== CHALLENGE ==
Starting at the line containing "Task: indicate every instance of the cloud" and ending at the line containing "[(264, 290)]", both included, reproduce every line of those items, requests and all, and shift each coordinate in the answers by adding 59 to it. Leave the requests and their sample coordinates unchanged.

== SUPPLIED DATA ==
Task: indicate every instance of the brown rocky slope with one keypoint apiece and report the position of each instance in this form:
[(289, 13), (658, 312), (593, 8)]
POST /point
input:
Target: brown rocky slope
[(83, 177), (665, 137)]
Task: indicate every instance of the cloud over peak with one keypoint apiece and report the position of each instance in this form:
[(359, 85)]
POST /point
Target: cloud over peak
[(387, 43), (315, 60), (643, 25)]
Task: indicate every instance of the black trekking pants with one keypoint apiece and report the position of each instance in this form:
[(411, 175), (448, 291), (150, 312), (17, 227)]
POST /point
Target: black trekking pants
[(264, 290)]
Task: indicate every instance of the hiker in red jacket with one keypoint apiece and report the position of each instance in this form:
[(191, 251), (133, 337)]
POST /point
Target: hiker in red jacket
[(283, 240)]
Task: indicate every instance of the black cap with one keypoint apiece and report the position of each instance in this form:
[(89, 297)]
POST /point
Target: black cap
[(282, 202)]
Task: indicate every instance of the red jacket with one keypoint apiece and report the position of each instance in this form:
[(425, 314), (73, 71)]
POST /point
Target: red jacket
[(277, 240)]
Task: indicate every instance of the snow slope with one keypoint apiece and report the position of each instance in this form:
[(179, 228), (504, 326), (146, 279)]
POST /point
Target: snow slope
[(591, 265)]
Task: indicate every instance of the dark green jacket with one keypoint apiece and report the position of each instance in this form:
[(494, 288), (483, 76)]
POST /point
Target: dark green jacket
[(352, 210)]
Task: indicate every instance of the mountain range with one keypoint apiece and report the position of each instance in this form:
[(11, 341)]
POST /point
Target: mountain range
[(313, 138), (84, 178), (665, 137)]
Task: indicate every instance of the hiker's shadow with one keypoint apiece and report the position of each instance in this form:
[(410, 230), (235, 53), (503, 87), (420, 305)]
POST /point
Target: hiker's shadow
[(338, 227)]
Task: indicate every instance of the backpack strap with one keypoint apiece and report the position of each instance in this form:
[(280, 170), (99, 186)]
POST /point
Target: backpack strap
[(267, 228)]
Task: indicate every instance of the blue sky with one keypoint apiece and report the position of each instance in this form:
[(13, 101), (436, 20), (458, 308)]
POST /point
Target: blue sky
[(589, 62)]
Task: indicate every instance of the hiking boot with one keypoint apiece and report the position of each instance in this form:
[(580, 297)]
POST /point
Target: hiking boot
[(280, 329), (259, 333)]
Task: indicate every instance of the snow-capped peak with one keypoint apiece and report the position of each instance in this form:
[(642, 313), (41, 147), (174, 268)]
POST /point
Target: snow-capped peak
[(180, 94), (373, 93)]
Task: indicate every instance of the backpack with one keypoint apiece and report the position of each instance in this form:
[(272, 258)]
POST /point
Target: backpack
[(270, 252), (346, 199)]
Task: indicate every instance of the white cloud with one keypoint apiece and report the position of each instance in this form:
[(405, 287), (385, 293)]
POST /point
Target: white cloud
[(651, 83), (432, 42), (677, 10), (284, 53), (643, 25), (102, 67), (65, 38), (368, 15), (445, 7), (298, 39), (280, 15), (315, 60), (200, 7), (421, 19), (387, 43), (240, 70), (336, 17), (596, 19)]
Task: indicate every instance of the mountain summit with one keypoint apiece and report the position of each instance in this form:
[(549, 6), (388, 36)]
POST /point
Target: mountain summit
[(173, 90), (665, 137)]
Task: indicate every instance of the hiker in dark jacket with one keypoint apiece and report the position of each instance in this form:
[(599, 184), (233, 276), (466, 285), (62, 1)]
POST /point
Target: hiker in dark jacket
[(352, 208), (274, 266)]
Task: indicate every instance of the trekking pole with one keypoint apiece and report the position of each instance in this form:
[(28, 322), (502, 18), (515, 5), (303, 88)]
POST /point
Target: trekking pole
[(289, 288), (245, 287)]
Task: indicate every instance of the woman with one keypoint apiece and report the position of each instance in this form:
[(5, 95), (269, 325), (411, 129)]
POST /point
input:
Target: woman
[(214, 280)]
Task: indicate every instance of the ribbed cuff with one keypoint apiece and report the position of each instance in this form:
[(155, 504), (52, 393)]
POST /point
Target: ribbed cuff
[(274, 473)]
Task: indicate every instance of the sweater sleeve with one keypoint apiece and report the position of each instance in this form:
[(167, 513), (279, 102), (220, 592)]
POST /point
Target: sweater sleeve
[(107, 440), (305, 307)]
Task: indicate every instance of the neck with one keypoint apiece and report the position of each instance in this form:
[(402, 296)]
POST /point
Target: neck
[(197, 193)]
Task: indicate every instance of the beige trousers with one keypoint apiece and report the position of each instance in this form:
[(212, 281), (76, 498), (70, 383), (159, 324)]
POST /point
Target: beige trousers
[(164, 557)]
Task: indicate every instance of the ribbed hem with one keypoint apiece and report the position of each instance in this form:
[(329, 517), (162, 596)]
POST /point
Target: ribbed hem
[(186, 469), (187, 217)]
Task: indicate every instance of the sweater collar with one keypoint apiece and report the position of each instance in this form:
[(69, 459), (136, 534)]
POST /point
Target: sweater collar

== EXERCISE RESULT ==
Task: indicate every instance of the cloud over peak with one keypoint apiece and report the position of each instance in this form:
[(359, 85)]
POST /point
Target: cloud over peak
[(446, 102), (374, 119), (702, 84)]
Task: indicate every instance of the black trekking pants with one keypoint apiece and report the position of each instance in this form:
[(411, 175), (448, 291), (150, 312), (17, 227)]
POST /point
Target: black trekking pants
[(323, 349)]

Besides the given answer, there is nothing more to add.